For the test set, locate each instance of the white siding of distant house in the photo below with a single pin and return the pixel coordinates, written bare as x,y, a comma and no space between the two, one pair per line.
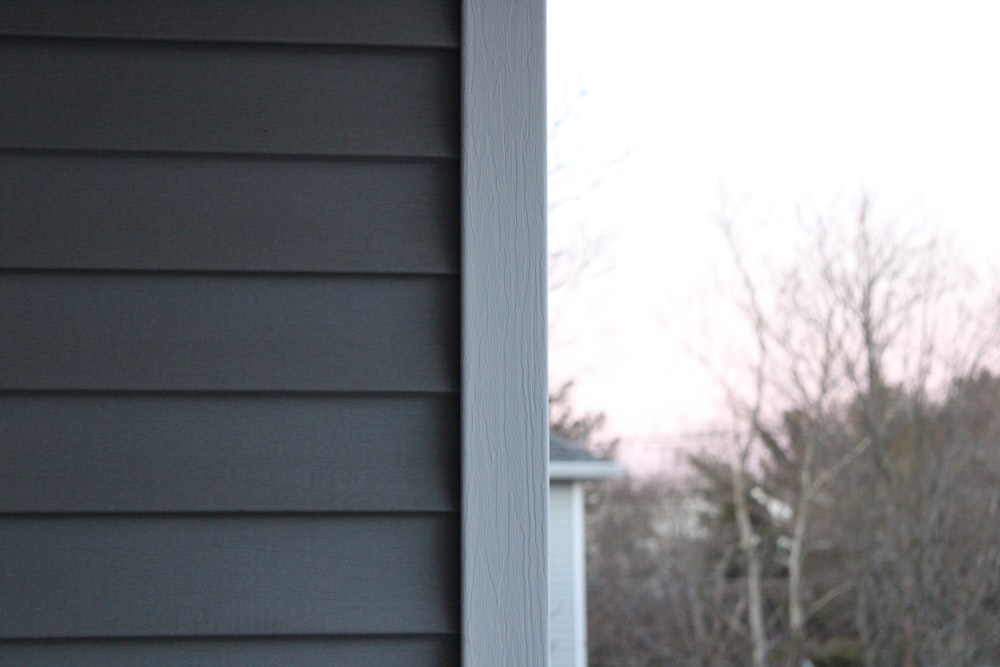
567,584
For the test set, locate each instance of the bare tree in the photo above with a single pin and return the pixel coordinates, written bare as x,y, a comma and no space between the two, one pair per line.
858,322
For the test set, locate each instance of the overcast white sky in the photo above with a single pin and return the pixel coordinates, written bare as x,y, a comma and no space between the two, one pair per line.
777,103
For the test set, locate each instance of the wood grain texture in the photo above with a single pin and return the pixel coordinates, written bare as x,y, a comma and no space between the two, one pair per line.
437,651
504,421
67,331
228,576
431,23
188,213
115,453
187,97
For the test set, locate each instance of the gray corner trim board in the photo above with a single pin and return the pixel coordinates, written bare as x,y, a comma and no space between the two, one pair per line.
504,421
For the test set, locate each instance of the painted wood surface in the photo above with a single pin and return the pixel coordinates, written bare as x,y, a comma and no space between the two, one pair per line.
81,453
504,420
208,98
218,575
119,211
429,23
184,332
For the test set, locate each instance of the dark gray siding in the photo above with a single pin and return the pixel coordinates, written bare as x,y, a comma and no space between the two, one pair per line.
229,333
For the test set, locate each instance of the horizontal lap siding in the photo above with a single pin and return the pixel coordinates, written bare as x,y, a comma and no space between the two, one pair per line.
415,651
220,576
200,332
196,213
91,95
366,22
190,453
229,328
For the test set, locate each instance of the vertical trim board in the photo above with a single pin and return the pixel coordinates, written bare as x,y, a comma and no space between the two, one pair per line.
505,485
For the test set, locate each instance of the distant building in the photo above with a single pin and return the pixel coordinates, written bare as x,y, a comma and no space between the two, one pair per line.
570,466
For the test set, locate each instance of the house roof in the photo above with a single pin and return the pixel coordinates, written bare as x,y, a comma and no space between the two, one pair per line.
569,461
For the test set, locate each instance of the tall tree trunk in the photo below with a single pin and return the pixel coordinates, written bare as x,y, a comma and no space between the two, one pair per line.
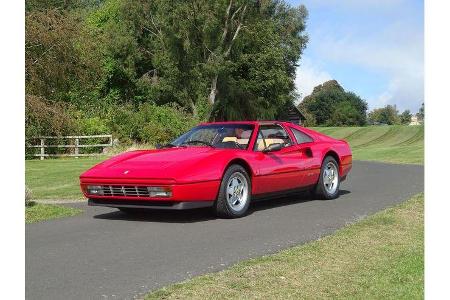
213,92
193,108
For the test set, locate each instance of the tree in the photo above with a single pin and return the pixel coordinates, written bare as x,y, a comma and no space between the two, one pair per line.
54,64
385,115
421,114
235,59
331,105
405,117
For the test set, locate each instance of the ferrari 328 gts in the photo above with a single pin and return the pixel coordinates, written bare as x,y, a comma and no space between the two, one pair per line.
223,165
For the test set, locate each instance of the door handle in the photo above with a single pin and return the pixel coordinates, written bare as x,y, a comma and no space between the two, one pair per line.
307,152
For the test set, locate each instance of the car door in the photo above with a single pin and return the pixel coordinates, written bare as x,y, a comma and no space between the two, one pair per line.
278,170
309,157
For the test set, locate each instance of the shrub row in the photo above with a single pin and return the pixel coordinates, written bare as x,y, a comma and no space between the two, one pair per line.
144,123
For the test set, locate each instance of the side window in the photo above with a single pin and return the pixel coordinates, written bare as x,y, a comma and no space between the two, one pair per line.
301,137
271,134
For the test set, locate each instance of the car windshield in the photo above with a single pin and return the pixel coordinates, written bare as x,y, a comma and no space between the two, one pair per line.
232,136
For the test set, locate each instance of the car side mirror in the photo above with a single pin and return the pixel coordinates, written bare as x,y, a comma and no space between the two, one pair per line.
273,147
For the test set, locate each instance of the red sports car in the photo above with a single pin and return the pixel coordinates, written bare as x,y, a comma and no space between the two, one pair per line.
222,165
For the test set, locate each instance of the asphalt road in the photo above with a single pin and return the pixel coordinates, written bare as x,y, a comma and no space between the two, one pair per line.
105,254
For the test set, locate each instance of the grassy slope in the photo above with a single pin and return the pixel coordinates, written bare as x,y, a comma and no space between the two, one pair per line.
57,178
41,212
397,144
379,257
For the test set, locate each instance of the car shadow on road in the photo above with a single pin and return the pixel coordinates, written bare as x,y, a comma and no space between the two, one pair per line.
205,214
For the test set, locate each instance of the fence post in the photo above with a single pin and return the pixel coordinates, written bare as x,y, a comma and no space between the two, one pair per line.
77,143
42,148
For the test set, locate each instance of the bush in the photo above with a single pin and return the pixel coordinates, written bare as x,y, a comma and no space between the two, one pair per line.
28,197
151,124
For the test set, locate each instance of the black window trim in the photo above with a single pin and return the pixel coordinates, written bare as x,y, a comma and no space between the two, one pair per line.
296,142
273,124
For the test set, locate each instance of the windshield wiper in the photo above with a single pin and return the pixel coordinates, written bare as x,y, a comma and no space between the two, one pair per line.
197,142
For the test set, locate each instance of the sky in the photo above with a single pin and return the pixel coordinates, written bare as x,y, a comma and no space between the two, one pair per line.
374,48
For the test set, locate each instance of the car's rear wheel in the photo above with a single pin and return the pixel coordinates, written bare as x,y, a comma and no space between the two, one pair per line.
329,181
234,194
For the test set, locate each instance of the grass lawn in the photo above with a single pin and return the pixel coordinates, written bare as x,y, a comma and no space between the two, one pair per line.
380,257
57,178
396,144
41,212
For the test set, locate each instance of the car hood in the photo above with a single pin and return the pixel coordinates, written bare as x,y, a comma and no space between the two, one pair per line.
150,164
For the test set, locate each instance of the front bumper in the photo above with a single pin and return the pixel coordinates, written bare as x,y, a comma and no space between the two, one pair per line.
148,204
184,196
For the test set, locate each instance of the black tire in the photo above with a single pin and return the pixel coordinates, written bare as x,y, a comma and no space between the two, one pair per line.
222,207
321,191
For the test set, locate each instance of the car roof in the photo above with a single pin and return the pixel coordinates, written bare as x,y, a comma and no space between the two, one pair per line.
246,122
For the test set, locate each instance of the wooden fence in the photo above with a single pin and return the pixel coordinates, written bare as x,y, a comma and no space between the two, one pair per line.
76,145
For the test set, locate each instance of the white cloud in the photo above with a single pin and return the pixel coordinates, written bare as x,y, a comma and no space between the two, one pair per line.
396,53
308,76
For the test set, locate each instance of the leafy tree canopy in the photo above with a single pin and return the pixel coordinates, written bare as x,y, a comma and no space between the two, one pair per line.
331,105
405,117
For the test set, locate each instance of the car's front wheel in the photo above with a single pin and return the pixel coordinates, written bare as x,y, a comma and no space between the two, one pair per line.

+ + +

Direction: Go through the listing above and quote it exactly, apart from its images.

Finished task:
For the test set, locate each instance of the white siding of distant house in the photo below with a single pin and return the pixel coordinates, written bare as x,y, a comma and no space between the two, one pair per line.
567,584
For the test set, locate each instance of the bare tree in the photo above with a single pin and return the pixel coordinates, written bare as x,y, a comma and no space between the two, one pair per line.
858,322
For the test set, locate each instance of the overcast white sky in the photo above with a single pin and return the pixel coordinates, written bare as x,y, a comma and no space between the two, one pair per line.
777,103
For the test set, locate each instance of the wood grain texture in the photo above with a single pin and return the pixel coordinates, written bare as x,y, a comma and no space between the two, one pair per line.
437,651
504,421
67,331
228,576
431,23
188,213
115,453
187,97
For the test set, locate each instance of the gray corner trim board in the photo above with a single pin and return the pixel coordinates, written bare as x,y, a comma and no space between the two, one pair per line.
504,421
For the test set, locate each instance of the painted wood surface in the photo above with a single pin and return the pixel coordinates, written bare as x,y, a comma and no space between the two, one pair per line.
81,453
504,420
208,98
218,575
119,211
429,23
184,332
For the test set, locate each instance of the dark gray siding in the photo above with a single pin and return the pixel coordinates, written bare as x,y, a comma and no space between the two, one pair per line.
229,333
For the test set, locate each instance of the horizontal lap siding in the photo above with a single pin and return the pixel coordinates, written bare as x,y, a comma and no space between the two, one pair per line.
415,651
220,576
200,332
196,213
91,95
366,22
190,453
229,328
For the test set, locate each instance of the vertical trim board in the photo above with a single pin and return the pixel coordinates, written bare as x,y, a comma and no space between the two, one pair per line.
505,485
For the test set, locate each instance of the distant building in the photo above with a single pin and return the pixel coordinates, written bare as x,y, a comma and no space between the two, one pair per line.
570,466
For the test set, locate each instance of the house roof in the photo above with a single pin and return the pixel coordinates, written bare as x,y, a comma and no space between the two, one pair per line.
569,461
For the test set, locate each instance of the tall tree trunk in the photo below with a single pin and return the pixel coordinates, written bare as x,y, a comma and no space between the two, one pair per line.
213,92
193,108
For the test set, locate each instance of the tree in the photo above with a single pin and return the pixel coordinates, written bare as x,y, a comma and no space between the two, one pair per line.
54,64
385,115
421,114
235,59
331,105
405,117
For the test set, locate each instance of the ferrari 328 gts in the photo above with a single pin and return the pixel coordinates, written bare as x,y, a comma and no space between the two, one pair per line.
223,165
For the test set, locate each instance of the door handle in the photo above with a single pin and return the pixel coordinates, written bare as x,y, a comma and no space between the two, one pair per line.
307,152
For the test set, locate each instance of the car door in the photo above with a single pin and return the pixel coordinates, written bare as x,y, a comma and no space between the two, one pair per line.
278,170
309,157
For the test set, locate each instance of the shrub row in the photo above with a single pin and return the pixel coordinates, written bare as x,y, a comma and no space between the two, one pair per line.
144,123
For the test set, locate each instance of the side window in the photo above with a single pin and return the pixel coordinates, written bare as x,y, a comma and no space between the two, one pair per line.
301,137
271,134
For the test set, locate each instance of the car windshield in the photo above with a single pin and return the pixel coordinates, written bare as x,y, a comma and no space between the two, one pair per line.
232,136
For the test set, locate each instance of the car side mirror in the photo above with a single pin and return the pixel coordinates, written bare as x,y, a comma and no space between the two, one pair per line.
273,147
For the test set, locate each instance of the red sports car in the photo above with a single pin and return the pixel coordinates, written bare as x,y, a comma and no space between the two, one pair per line.
222,165
For the test set, locate each instance of the asphalt road in the photo above with a single pin and return the pixel coordinates, written bare as x,y, a comma and no space between the two, one pair per line.
105,254
For the test set, locate each instance of the grassy slope in the photo above with a single pin and return the pixel coordinates, written bare as x,y, a comma and no space between the two, one pair per line.
57,178
41,212
397,144
379,257
For the test set, locate each instance of the car shadow on road in the photo above with a single pin and return the pixel coordinates, written bare as x,y, a comma and no space between the two, one pair per line.
205,214
For the test set, locate each instance of the fence post in the photo above with a single pin and return the pixel coordinates, written bare as x,y, a comma and no space between the two, one pair per line.
77,143
42,148
For the test set, locate each instance of the bush in the photo above with a single pin and return the pixel coordinates, written bare as x,y, a comma and no space between the two, one pair per line.
28,197
151,124
For the test set, locate each instance of the black window trim in the photo above with a single pin and return the pixel coordinates, written bare as x,y, a comma and no space between the two, one pair per line.
296,142
273,124
For the test set, locate each instance of the windshield wiper in the photo above with a single pin and return the pixel coordinates, written bare as x,y, a comma and no space between the two, one pair per line.
197,142
For the test set, locate each instance of the sky in the photo above with a single pin and return the pixel coordinates, written bare as x,y, a comma and no space between the two, one pair per line.
374,48
For the test set, locate each instance of the car's rear wheel in the photo above with a single pin and return the pixel coordinates, written bare as x,y, a comma and no space between the two, one pair per line.
329,181
234,194
For the test set, locate each instance of the grass lawn in the photo above with a single pin and return the pixel coordinates, written bare as x,y, a comma and no space between the two, one pair per line.
380,257
57,178
396,144
41,212
For the test set, locate each instance of the car hood in the photo above with a single pin and return the pixel coordinates, written bare as x,y, a comma and no space between the two, one pair per line.
150,164
For the test set, locate each instance of the front bumper in the photo above with a single pin and return the pixel coordinates, written bare as x,y, a comma and no space between the two, one pair per line.
148,204
184,196
For the test set, locate each instance of the black tire in the photo above with a single pin and return the pixel coordinates, written bare as x,y, a comma and no space between the two, one pair per line.
222,207
321,191
For the test set, locate each instance of the car roof in the photo above with a single pin and return the pixel coordinates, written bare as x,y, a comma and no space between the two, one pair per line.
246,122
For the test set, locate each instance of the wooden fence in the photo above with a single pin and return the pixel coordinates, written bare as x,y, a comma and no space between the two, one pair per line.
76,145
For the test set, locate each instance of the white cloud in the photo above with a single pin and return the pixel coordinates, written bare as x,y, a comma and no space between the two, one pair per line.
396,53
308,76
For the test set, locate each instance of the leafy tree canopy in the photo above with a single pin and return the pixel coordinates, written bare as x,y, a comma and no space between the two, one pair per line.
331,105
405,117
For the test set, locate each instance of the car's front wheel in the photo above with a single pin and return the pixel coordinates, written bare as x,y, a comma and no space between the two, one pair per line.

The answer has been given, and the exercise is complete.